* **Problem requirements**: Copy every row below word for word, leaving out the pictures.

* **Records for the task**:

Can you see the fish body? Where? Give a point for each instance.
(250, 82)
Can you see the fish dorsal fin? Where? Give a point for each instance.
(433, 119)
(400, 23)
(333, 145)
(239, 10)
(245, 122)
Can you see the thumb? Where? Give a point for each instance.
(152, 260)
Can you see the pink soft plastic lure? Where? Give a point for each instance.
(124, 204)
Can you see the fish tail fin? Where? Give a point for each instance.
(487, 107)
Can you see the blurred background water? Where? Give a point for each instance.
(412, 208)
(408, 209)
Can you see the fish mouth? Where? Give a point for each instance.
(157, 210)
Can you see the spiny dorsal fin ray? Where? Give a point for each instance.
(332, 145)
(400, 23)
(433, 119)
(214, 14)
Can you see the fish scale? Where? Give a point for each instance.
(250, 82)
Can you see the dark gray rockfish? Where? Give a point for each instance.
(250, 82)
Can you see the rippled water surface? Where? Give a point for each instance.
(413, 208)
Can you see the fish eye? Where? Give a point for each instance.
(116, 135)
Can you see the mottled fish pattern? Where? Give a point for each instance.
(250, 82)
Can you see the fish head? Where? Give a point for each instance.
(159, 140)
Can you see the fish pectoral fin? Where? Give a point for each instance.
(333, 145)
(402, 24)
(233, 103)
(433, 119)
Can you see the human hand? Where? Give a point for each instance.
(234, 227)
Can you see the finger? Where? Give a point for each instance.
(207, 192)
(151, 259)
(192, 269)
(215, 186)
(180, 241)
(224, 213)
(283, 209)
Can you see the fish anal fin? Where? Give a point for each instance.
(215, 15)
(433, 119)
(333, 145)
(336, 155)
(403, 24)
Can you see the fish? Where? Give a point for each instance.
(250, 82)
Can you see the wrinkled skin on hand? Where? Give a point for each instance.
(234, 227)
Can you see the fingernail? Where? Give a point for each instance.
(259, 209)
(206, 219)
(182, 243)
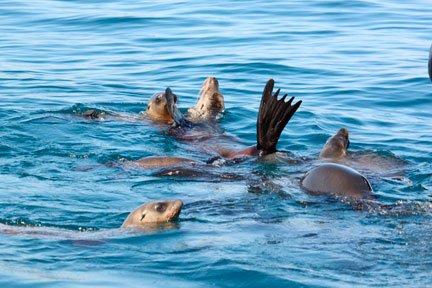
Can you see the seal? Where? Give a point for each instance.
(147, 217)
(153, 213)
(162, 108)
(210, 104)
(336, 146)
(336, 150)
(337, 180)
(153, 162)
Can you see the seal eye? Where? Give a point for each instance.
(142, 217)
(160, 207)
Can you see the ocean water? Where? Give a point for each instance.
(355, 64)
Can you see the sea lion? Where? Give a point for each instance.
(430, 63)
(337, 180)
(336, 150)
(147, 217)
(162, 108)
(153, 213)
(160, 162)
(210, 102)
(336, 146)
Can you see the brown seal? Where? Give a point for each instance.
(210, 102)
(337, 180)
(162, 108)
(336, 146)
(153, 213)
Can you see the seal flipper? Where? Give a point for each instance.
(273, 116)
(177, 116)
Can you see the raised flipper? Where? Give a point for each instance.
(177, 116)
(430, 63)
(273, 116)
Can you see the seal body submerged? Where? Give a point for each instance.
(337, 180)
(153, 213)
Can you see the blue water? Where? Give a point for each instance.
(355, 64)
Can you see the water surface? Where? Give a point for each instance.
(357, 64)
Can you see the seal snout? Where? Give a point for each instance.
(175, 210)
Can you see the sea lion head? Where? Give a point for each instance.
(337, 145)
(162, 107)
(153, 213)
(210, 102)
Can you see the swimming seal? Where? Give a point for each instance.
(153, 162)
(430, 63)
(147, 217)
(153, 213)
(337, 180)
(336, 146)
(210, 102)
(162, 108)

* **Full output**:
Can you see the fish body? Where? Give a point for each instance.
(250, 82)
Can you see the fish dorsal fin? Where? Give a point for each instance.
(433, 119)
(400, 23)
(333, 145)
(239, 10)
(245, 122)
Can you see the thumb? Where? Give a point for each instance.
(152, 260)
Can you see the pink soft plastic lure? Where? Give a point for each instance.
(124, 204)
Can you see the fish tail fin? Where? Give a point for each instance.
(487, 107)
Can you see the blurred background water? Where? Give a point for each instance.
(412, 208)
(408, 209)
Can you see the fish mouth? Where? Give a point for each instance.
(157, 210)
Can you see the spiny dorsal fin ray? Where? Give a point for each instance.
(332, 145)
(400, 23)
(433, 119)
(214, 14)
Can you see the fish scale? Where? Give a point for each instance.
(250, 82)
Can you see the dark gray rockfish? Where? Give a point for each instance.
(250, 82)
Can you see the rippled water surface? Where? Give a point for each instance.
(413, 208)
Can you see the fish eye? Where? Give a point for each instance.
(116, 135)
Can you see the mottled fish pattern? Where? Give a point for each instance.
(250, 82)
Can you see the fish head? Where? Give a point for each instance.
(159, 140)
Can you see the fish pectoral fin? Where? Give a point for each instance.
(333, 145)
(402, 24)
(233, 103)
(433, 119)
Can you see the human hand? Where? Give a point for each instance.
(234, 227)
Can you see the finger? Where? Give a point for each instance.
(207, 192)
(151, 259)
(192, 269)
(215, 186)
(180, 241)
(224, 213)
(283, 209)
Can you see the fish anal fin? Where? Give a point for each instance.
(215, 15)
(433, 119)
(333, 145)
(336, 155)
(403, 24)
Can you see the fish? Where? Give a point for each instance.
(250, 82)
Can you see the wrinkled skin on hand? Where? Give a point for each instance.
(234, 227)
Can you see the fingernail? Where? Give a point for each instance.
(259, 209)
(206, 219)
(182, 243)
Can you see the seal? Where? Give a point for each instance.
(147, 217)
(153, 213)
(162, 108)
(210, 104)
(336, 146)
(336, 150)
(337, 180)
(153, 162)
Can you see the seal eye? Where? Give a point for each instance.
(142, 217)
(160, 207)
Can you see the ocean water? Where? Give a point for each instance.
(355, 64)
Can you see the sea lion? Where? Give a point for each instance.
(430, 63)
(337, 180)
(336, 150)
(147, 217)
(162, 108)
(153, 213)
(160, 162)
(210, 102)
(336, 146)
Can you see the brown seal? Where? Give a point for each instance.
(210, 102)
(337, 180)
(162, 108)
(336, 146)
(153, 213)
Can you see the seal flipper? Where? Give a point for each instance.
(273, 116)
(177, 116)
Can you see the raised flipper? Where? Give a point for each instance.
(177, 116)
(430, 63)
(273, 116)
Can you see the seal body submerged? Where? Give a point for each instance.
(337, 180)
(153, 213)
Can you see the blue water? Where? Give a point for each instance.
(355, 64)
Can you see the water surface? Where? Give a point for each instance.
(357, 64)
Can you see the seal snout? Where? Give a point for each instance.
(175, 210)
Can you see the sea lion head? Where? Give a point for each instance.
(337, 145)
(162, 107)
(153, 213)
(210, 102)
Can you see the swimming seal? Where? Give a point for each instance.
(153, 162)
(430, 63)
(147, 217)
(153, 213)
(337, 180)
(336, 146)
(210, 102)
(162, 108)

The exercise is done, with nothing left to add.